→ **TASK TO COMPLETE**
Swap every "marker" in the lines below for "pin", and leave everything else as it is.

→ **RECORDS TO PROCESS**
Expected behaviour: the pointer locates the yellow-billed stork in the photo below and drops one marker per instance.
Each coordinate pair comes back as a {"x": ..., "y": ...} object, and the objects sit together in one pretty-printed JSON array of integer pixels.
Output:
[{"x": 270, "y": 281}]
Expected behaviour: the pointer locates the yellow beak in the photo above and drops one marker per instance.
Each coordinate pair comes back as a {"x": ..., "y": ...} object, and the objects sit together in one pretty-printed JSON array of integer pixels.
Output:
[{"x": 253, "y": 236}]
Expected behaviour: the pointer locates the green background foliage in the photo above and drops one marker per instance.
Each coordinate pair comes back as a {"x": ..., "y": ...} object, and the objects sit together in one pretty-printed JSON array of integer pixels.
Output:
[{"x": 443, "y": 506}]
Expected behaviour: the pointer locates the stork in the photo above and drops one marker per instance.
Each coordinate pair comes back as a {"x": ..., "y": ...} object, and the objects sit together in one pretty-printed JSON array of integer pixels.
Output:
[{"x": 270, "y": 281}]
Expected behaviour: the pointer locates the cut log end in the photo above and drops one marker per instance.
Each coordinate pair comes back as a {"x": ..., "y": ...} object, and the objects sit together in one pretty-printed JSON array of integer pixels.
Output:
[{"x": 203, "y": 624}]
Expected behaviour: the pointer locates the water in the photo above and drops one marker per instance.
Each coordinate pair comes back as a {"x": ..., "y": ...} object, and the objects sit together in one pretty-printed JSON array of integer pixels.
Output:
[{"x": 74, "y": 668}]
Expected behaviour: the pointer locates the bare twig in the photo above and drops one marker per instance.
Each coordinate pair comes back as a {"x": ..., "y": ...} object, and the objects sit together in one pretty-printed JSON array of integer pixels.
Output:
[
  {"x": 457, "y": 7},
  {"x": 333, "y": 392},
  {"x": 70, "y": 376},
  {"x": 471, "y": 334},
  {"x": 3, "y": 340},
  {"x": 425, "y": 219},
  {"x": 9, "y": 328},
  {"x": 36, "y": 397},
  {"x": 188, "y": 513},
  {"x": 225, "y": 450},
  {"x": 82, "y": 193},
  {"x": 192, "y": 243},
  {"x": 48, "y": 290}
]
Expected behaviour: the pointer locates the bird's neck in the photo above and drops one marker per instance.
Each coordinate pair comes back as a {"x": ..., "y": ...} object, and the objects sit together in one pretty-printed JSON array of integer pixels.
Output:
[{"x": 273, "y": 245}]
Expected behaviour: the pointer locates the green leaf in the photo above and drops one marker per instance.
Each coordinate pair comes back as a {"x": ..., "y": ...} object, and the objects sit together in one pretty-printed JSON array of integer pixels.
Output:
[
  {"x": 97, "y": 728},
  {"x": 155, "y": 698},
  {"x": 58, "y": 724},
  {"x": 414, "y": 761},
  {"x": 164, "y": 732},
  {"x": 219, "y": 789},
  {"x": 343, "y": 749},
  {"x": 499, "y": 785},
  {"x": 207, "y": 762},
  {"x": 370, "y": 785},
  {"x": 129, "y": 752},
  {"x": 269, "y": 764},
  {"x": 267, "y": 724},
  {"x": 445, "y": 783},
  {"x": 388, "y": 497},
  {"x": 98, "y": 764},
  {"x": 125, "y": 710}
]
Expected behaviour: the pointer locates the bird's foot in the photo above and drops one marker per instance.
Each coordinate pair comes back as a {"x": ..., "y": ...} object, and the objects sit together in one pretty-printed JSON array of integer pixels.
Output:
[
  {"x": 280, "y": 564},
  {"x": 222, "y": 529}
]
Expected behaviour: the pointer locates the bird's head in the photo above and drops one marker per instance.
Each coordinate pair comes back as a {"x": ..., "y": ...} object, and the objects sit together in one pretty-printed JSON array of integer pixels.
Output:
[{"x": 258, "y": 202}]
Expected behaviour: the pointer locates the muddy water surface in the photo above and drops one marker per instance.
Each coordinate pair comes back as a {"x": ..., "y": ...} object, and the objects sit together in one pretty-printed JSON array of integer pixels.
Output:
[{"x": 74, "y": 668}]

→ **TASK ANSWER**
Expected behaviour: the pointer locates the yellow-billed stork in the photo below and drops one pin per instance.
Each coordinate pair comes back as a {"x": ..., "y": ...} object, and the objects sit together in one pretty-printed JSON array of integer pixels.
Output:
[{"x": 270, "y": 281}]
Expected behaviour: the pointer locates the yellow beak in the photo above and drops one pin per instance.
Each coordinate pair comes back as a {"x": ..., "y": ...} object, and the objects sit together in one pretty-printed JSON array of integer pixels.
Output:
[{"x": 253, "y": 236}]
Expected behaviour: the pointer locates the green background foliage in the photo above and drops one pin per instance.
Each coordinate pair comes back as a {"x": ..., "y": ...} object, and the objects sit together in one pretty-printed JSON array of integer pixels.
Output:
[{"x": 443, "y": 506}]
Expected behaviour: the pointer locates the stork in the photo above and drops one pin per instance.
Each coordinate pair comes back as a {"x": ..., "y": ...} object, and the objects sit together in one pretty-printed JSON array of integer pixels.
Output:
[{"x": 270, "y": 281}]
Expected behaviour: the pointer locates the cut log end in the photo above and drops one pin per instance.
Each coordinate pair comes back as a {"x": ..., "y": ...} object, and the objects sit together in one pretty-printed JSON array of integer pixels.
Output:
[{"x": 203, "y": 624}]
Expected behaviour: the pointer locates the water in the photo above and drops one pin per instance.
Each coordinate pair comes back as a {"x": ..., "y": ...} object, and the objects sit together in one pretty-printed JSON array of integer pixels.
Output:
[{"x": 74, "y": 668}]
Expected behaviour: the pointer locates the bare twig in the photo above and drops one pin per instance.
Each coordinate pair comes back as a {"x": ..., "y": ...} object, and the objects sit together in one pretty-printed JSON array of integer pixels.
Output:
[
  {"x": 457, "y": 7},
  {"x": 333, "y": 392},
  {"x": 70, "y": 376},
  {"x": 471, "y": 334},
  {"x": 3, "y": 340},
  {"x": 425, "y": 219},
  {"x": 9, "y": 328},
  {"x": 36, "y": 397},
  {"x": 188, "y": 513},
  {"x": 225, "y": 450},
  {"x": 82, "y": 193},
  {"x": 192, "y": 243},
  {"x": 48, "y": 290}
]
Expected behaviour: the pointer locates the bird's neck in the photo above and drops one pin per instance.
Each coordinate pair comes back as a {"x": ..., "y": ...} object, and the objects sit together in one pretty-printed JSON array of integer pixels.
Output:
[{"x": 273, "y": 245}]
Expected behaviour: the pointer locates the green leaf in the photo above and drops one pin per instance.
Each coordinate pair comes back as a {"x": ..., "y": ...} object, and the objects sit together in one pretty-printed JSON array of integer pixels.
Output:
[
  {"x": 97, "y": 728},
  {"x": 155, "y": 698},
  {"x": 58, "y": 724},
  {"x": 414, "y": 761},
  {"x": 164, "y": 732},
  {"x": 219, "y": 789},
  {"x": 343, "y": 749},
  {"x": 499, "y": 785},
  {"x": 207, "y": 762},
  {"x": 370, "y": 785},
  {"x": 129, "y": 752},
  {"x": 269, "y": 764},
  {"x": 267, "y": 724},
  {"x": 445, "y": 783},
  {"x": 388, "y": 497},
  {"x": 98, "y": 764},
  {"x": 125, "y": 710}
]
Expected behaviour: the pointer locates the bird's foot in the photo above and drops one pin per instance.
Each coordinate pair comes back as a {"x": ..., "y": ...} object, and the objects sit together in one pretty-printed JSON array of integer pixels.
Output:
[
  {"x": 280, "y": 564},
  {"x": 222, "y": 529}
]
Expected behaviour: the pointer locates the bird's head in the photo above and drops one pin per instance.
Each coordinate pair comes back as a {"x": ..., "y": ...} object, and the objects sit together in one pretty-printed JSON array of integer pixels.
Output:
[{"x": 258, "y": 202}]
Expected behaviour: the pointer locates the muddy water surface in the photo above and drops one pin per instance.
Each coordinate pair comes back as a {"x": ..., "y": ...} object, and the objects sit together in one pretty-printed JSON array of integer pixels.
Output:
[{"x": 74, "y": 668}]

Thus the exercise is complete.